Texte source:
---

Un amalgame est fait entre les offenses personnelles et celles que l’on fait à d’autres individus de part le monde. 
 
Les spécialistes de la planète perçoivent qu’une des formes typiques d’entrer dans le fanatisme est l’impression de pénétrer dans le temple de la pureté se lavant ainsi de tous les péchés et les humiliations qui précédent la renaissance, (petite délinquance, violences et incivilités de toutes sortes). Pris dans la victimisation, les extrémistes se trouvent purifiés, en attribuant aux autres leurs erreurs, soutenus dans un nouveau destin qui les détournerait de la perversité de la société occidentale et des contraintes sociales. C’est en effet très commode. 
 
Une blessure identitaire, les jeunes étrangers ou d’origine étrangère la connaissent très bien. Tiraillés entre deux identités, ils auront tendance à se réfugier dans une identité fantasmée, celle du musulman transnational, lorsqu’ils auront le sentiment d’être repoussés par le monde occidental. (3) 
 
 
L’adhésion par révélation/dévoilement, étape quatre : 
 
Le croyant a souvent le sentiment que le destin lui envoie des signes. Un évènement heureux ou malheureux, une coïncidence,  il l’interprètera comme une injonction qui leur serait faite pour s’engager plus avant sur la pente glissante d’une croyance qui va l’isoler. Un évènement va faire basculer sa vie, cette adhésion, G. Bronner propose de la nommer adhésion par révélation ou dévoilement. Partager un certain imaginaire en fréquentant des groupes mystico-sectaires a fait croire à certains à l’écriture automatique avec des extra-terrestres par exemple. Lorsque vous êtes en quête de signes, ils finissent toujours par arriver. (4)

---

Matériel:

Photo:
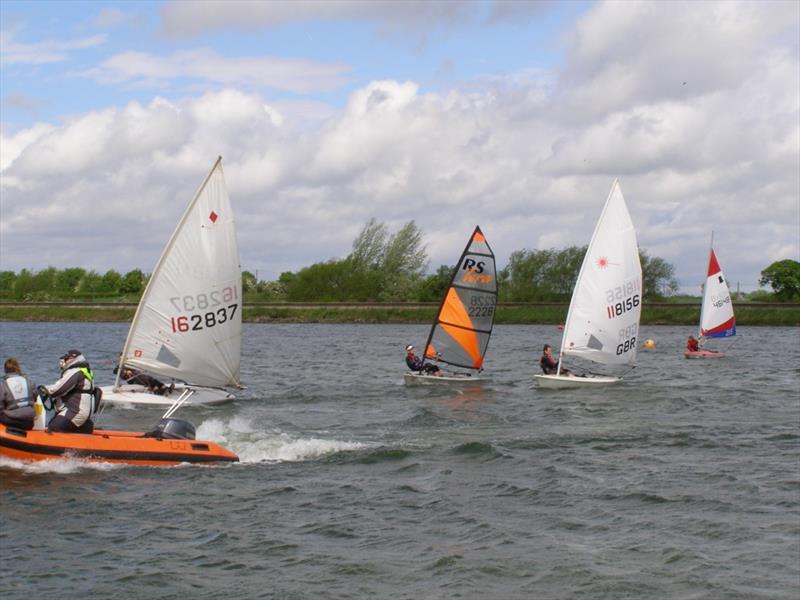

---

Consigne:
Recopiez tout le passage du texte sur le fanatisme allant de "Les spécialistes de" jusqu'à "effet très commode.", en substituant "radicaux" à "extrémistes". Ce matériel est indépendant du texte source.

Corrigé:
Les spécialistes de la planète perçoivent qu’une des formes typiques d’entrer dans le fanatisme est l’impression de pénétrer dans le temple de la pureté se lavant ainsi de tous les péchés et les humiliations qui précédent la renaissance, (petite délinquance, violences et incivilités de toutes sortes). Pris dans la victimisation, les radicaux se trouvent purifiés, en attribuant aux autres leurs erreurs, soutenus dans un nouveau destin qui les détournerait de la perversité de la société occidentale et des contraintes sociales. C’est en effet très commode.